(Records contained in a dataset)
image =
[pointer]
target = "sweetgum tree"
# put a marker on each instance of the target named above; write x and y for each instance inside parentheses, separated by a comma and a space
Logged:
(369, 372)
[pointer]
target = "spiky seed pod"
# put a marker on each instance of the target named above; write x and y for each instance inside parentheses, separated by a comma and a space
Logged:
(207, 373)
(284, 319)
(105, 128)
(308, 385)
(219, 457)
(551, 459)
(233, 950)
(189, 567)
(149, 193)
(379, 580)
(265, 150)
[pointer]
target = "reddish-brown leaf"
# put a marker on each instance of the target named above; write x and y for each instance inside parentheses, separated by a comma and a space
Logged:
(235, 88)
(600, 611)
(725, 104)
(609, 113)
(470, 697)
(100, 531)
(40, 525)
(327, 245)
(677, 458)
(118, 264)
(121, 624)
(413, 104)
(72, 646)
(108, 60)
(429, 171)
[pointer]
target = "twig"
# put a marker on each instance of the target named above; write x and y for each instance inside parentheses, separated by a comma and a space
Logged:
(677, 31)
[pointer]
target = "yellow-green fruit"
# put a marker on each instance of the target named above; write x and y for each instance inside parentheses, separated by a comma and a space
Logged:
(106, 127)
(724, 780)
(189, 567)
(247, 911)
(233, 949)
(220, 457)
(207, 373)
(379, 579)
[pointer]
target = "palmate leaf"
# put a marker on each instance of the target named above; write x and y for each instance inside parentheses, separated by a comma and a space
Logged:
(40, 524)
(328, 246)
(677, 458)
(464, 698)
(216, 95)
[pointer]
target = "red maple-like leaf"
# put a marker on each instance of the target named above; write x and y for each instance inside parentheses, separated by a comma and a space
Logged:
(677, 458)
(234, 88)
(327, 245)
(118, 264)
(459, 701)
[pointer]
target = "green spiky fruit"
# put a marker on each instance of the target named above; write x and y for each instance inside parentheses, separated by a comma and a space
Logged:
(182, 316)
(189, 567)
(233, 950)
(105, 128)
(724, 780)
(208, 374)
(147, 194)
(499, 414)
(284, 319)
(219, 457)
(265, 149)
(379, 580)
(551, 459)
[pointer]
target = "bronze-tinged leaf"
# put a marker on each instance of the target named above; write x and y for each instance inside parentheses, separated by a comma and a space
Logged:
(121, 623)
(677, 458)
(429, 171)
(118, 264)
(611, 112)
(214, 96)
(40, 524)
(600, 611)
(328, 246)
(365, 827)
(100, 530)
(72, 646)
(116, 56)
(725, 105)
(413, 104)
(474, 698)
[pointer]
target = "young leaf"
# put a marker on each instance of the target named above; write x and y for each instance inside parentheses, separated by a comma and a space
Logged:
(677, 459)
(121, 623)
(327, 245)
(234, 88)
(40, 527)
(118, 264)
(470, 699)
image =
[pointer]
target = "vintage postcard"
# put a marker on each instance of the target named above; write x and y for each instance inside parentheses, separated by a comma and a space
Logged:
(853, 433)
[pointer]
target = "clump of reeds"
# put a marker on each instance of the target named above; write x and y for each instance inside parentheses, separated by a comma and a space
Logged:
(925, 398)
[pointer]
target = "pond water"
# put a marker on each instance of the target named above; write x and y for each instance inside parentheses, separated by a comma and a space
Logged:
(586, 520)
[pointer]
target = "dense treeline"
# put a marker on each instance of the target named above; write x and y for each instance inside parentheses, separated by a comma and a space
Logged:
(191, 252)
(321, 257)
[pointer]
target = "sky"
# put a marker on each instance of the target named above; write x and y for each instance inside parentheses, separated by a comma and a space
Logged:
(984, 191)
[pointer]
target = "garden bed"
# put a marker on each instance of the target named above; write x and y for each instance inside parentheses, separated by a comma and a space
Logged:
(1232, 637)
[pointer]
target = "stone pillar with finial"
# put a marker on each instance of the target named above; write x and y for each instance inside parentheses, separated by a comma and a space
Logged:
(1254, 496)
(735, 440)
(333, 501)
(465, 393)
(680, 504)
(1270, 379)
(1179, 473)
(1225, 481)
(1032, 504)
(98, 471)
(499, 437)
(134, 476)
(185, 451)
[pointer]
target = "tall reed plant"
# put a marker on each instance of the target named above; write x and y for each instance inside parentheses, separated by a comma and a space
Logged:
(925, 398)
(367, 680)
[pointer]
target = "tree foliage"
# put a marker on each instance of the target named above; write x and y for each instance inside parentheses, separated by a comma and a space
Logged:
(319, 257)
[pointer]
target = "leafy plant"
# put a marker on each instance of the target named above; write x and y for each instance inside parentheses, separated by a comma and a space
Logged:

* **Written task**: Repeat every line of the data, exactly and in full.

* **Written answer**:
image =
[pointer]
target = "sweetgum tree"
# put a marker on each instance of the target named above; write x and y for each instance inside parentheses, separated by a comma and a space
Logged:
(369, 372)
[pointer]
target = "spiky seed pod"
# put a marker on each instance of the target named above; write x and y for each instance inside parentheses, separated by a comma and a space
Logged:
(207, 373)
(284, 319)
(105, 128)
(308, 385)
(219, 457)
(551, 459)
(233, 950)
(189, 567)
(149, 193)
(379, 580)
(265, 150)
[pointer]
target = "reddish-brown leaf"
# put a marker on each instance of the target named above; write x and y for each instance inside parentheses, separated by a comma and a space
Logged:
(235, 88)
(600, 611)
(725, 104)
(609, 113)
(470, 697)
(100, 531)
(40, 525)
(327, 245)
(677, 458)
(118, 264)
(121, 624)
(413, 104)
(72, 646)
(108, 60)
(429, 171)
[pointer]
target = "twig"
# put a marker on each instance of the target named above; write x and y for each instance inside parentheses, separated by a comma and a space
Logged:
(677, 31)
[pointer]
target = "yellow-green fruit"
# put a marker on each instance of the target named above; write x and y for each instance inside parentheses, separated by a comma and a space
Logged:
(106, 127)
(724, 780)
(189, 567)
(247, 911)
(233, 949)
(220, 457)
(207, 373)
(379, 579)
[pointer]
target = "palmate leaf"
# put a marker on each instance of the target named above; write x and y for each instance inside parentheses, separated by a comma and a space
Logged:
(40, 524)
(328, 246)
(677, 458)
(464, 698)
(216, 95)
[pointer]
target = "red maple-like leaf"
# put a marker on each instance of the target named above; write x and y for each instance inside parentheses, separated by a comma and a space
Logged:
(677, 458)
(234, 88)
(327, 245)
(118, 264)
(459, 701)
[pointer]
target = "green spiky fruit"
# put a marker on each instance of the target named above; write x and y for each instance inside parentheses, separated by a comma and a space
Logged:
(182, 316)
(189, 567)
(233, 950)
(105, 128)
(724, 780)
(208, 374)
(147, 194)
(499, 414)
(284, 319)
(219, 457)
(265, 149)
(379, 580)
(551, 459)
[pointer]
target = "bronze-tinged leaf"
# put a marker on each instance of the target named above; write x and y for each instance inside parentheses, separated by a comma and a space
Logged:
(121, 623)
(677, 458)
(429, 171)
(118, 264)
(611, 112)
(214, 96)
(40, 524)
(600, 611)
(328, 246)
(365, 827)
(100, 530)
(72, 646)
(116, 56)
(725, 105)
(413, 104)
(474, 698)
[pointer]
target = "young leaf"
# put a marker on each instance of the target named above; write x and y for each instance inside parentheses, separated by a comma and a space
Logged:
(677, 459)
(121, 623)
(327, 245)
(234, 88)
(40, 527)
(118, 264)
(470, 699)
image =
[pointer]
target = "vintage postcard"
# put a marker on each instance of the target named above; write x and y for each instance inside parentheses, separated by a comma and a space
Logged:
(853, 433)
[pointer]
target = "clump of reeds"
# put a marker on each instance of the target named above; write x and y for each instance inside parentheses, separated by a comma and a space
Logged:
(925, 398)
[pointer]
target = "pond water"
# put a marker on each instance of the target named above; write x and y for each instance inside parentheses, separated by a comma and a space
Logged:
(586, 520)
[pointer]
target = "dense treeline"
# put a marker on each instance of the target named above; write x and y for each instance inside parentheses, separated by a comma and a space
Logged:
(191, 252)
(321, 257)
[pointer]
target = "sky"
# put a marker on each instance of the target named above; write x and y for each instance inside parentheses, separated by a comma and a space
Logged:
(984, 191)
[pointer]
target = "garden bed"
# put a marker on each instance of the target named above; write x and y for each instance inside parentheses, separated by a comma and a space
Logged:
(1232, 637)
[pointer]
target = "stone pillar with finial"
# put a marker on each instance of the target named above; write x and y for each instance inside parentheses, separated by a comma and a space
Logged:
(1254, 496)
(735, 440)
(333, 501)
(465, 393)
(680, 504)
(1270, 379)
(1179, 473)
(1225, 481)
(1032, 504)
(98, 471)
(499, 437)
(134, 476)
(185, 451)
[pointer]
target = "tall reed plant"
# put a marker on each instance of the target named above; write x and y for each instance inside parentheses, separated by a comma and a space
Logged:
(925, 398)
(367, 680)
[pointer]
target = "tree foliage"
# put a marker on each instance of the target named above; write x and y for each instance inside parentheses, separated by a comma and a space
Logged:
(319, 257)
[pointer]
target = "leafy plant"
# put a marker on each instance of the target named above; write x and y for each instance inside parentheses, separated by a comma and a space
Logged:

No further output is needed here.